Render everything in the listing from the line containing "outline metal platform at tree top" down to the line containing "45), (185, 40)]]", both included, as a JSON list of strings with one string per line and blank lines omitted.

-- begin --

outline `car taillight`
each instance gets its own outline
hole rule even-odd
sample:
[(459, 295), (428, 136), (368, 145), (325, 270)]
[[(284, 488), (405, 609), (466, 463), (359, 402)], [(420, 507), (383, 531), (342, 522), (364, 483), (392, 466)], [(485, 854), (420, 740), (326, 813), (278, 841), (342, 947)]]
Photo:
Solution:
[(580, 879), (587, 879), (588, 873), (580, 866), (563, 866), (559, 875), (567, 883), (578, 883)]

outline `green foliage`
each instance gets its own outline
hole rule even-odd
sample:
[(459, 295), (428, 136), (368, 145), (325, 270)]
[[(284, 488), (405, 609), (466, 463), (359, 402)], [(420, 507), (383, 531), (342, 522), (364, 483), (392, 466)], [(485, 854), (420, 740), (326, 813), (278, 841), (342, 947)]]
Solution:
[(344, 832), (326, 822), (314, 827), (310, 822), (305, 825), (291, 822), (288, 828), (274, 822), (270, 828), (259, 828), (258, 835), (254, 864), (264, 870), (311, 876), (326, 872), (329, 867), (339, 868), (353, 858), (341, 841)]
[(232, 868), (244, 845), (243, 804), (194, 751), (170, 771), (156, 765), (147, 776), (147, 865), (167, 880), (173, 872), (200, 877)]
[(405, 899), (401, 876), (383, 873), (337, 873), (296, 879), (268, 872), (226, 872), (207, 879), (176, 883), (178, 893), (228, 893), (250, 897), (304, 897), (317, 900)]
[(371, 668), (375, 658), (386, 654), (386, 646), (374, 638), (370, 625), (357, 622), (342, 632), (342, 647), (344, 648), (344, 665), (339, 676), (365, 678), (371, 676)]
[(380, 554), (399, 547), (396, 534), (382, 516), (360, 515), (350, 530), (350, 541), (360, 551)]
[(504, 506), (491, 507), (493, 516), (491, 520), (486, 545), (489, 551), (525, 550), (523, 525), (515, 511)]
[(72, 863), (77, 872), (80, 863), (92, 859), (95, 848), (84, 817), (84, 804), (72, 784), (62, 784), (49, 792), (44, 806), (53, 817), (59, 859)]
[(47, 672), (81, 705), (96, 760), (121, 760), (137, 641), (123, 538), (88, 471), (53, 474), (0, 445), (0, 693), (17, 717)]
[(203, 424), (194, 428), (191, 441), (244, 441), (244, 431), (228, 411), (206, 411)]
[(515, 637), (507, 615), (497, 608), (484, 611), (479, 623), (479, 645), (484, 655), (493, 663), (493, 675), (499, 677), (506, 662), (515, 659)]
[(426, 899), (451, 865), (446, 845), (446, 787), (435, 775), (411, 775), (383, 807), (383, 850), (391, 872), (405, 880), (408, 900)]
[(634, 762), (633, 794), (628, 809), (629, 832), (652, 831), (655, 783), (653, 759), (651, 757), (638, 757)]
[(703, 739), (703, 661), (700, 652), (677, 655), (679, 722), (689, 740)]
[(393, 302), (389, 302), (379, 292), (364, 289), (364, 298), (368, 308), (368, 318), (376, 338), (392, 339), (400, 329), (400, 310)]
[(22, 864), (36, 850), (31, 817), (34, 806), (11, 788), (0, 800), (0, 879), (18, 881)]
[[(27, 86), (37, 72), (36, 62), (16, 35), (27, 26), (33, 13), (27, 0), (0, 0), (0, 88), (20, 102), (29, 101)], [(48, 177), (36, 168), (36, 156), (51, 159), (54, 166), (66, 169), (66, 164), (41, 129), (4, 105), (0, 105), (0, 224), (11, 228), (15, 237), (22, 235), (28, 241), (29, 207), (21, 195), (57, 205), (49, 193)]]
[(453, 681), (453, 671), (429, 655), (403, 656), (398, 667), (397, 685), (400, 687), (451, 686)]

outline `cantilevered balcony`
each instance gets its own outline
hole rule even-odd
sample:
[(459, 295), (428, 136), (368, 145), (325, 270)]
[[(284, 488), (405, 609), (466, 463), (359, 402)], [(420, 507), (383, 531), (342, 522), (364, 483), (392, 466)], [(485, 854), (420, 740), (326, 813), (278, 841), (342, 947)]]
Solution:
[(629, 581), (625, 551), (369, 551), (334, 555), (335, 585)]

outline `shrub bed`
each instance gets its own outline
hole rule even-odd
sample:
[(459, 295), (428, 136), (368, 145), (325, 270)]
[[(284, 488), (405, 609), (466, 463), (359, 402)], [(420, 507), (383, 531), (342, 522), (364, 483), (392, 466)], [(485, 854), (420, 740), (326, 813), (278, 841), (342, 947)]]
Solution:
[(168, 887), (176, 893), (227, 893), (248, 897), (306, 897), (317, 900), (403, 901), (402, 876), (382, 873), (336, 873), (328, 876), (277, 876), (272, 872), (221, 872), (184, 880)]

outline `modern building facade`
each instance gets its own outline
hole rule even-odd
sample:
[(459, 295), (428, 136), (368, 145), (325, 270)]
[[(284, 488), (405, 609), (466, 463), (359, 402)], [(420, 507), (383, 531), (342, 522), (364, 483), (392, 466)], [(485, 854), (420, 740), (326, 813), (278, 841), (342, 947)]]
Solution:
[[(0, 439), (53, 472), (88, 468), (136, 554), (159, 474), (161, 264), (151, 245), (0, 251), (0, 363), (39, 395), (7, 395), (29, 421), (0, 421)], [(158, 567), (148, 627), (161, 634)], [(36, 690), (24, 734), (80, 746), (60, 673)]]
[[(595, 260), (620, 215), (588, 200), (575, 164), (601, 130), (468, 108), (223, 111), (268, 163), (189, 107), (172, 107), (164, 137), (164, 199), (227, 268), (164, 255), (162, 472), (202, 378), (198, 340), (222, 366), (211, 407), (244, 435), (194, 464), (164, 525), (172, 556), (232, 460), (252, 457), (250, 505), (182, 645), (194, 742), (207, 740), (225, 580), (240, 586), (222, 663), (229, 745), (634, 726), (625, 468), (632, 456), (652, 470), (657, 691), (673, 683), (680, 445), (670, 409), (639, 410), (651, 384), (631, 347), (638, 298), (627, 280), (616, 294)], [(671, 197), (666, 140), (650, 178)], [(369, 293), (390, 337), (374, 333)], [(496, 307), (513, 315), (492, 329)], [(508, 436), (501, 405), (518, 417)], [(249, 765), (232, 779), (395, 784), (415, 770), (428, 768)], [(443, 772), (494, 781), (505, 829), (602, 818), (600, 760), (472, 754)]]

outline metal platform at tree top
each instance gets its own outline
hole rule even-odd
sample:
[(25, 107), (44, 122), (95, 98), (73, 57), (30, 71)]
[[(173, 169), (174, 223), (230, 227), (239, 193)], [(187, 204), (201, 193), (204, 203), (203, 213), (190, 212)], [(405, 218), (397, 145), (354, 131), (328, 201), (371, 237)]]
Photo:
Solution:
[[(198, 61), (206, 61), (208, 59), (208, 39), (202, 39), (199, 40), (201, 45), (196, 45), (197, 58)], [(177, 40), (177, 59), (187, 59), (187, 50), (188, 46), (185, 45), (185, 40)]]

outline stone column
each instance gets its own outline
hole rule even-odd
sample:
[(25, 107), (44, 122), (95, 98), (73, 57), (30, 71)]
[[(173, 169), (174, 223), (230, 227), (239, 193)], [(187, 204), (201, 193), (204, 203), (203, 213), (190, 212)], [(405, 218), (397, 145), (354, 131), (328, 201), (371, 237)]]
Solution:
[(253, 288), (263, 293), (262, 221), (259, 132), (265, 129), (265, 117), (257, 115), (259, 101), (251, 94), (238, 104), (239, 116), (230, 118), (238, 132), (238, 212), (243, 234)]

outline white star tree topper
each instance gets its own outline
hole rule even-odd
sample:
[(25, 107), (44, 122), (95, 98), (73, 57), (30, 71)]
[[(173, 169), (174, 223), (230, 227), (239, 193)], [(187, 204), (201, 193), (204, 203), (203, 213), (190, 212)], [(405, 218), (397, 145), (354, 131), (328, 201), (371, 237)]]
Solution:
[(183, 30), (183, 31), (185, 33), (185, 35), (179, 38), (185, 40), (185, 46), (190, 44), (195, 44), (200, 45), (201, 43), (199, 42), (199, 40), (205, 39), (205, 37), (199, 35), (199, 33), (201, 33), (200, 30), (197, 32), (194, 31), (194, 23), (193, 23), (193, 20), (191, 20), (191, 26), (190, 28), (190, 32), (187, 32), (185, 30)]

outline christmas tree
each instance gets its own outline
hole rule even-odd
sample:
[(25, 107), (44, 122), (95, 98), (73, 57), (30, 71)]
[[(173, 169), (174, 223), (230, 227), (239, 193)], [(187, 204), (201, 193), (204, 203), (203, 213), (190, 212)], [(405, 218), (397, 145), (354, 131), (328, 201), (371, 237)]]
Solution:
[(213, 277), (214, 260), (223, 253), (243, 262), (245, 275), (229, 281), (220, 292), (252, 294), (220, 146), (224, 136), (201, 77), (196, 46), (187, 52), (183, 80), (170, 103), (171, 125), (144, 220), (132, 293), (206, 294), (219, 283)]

-- end --

The answer:
[
  "outline metal platform at tree top",
  "each instance gets its own outline",
  "hole rule even-odd",
  "sample:",
  "[(25, 107), (44, 122), (95, 98), (73, 57), (30, 71)]",
  "[[(173, 169), (174, 223), (230, 227), (239, 193)], [(187, 204), (201, 193), (204, 203), (203, 213), (190, 212)], [(405, 218), (397, 145), (354, 131), (328, 201), (371, 237)]]",
  "Photo:",
  "Solution:",
  "[[(198, 61), (206, 61), (208, 59), (208, 39), (202, 39), (199, 40), (201, 45), (196, 45), (197, 58)], [(177, 40), (177, 59), (187, 59), (187, 50), (188, 46), (185, 45), (185, 40)]]"
]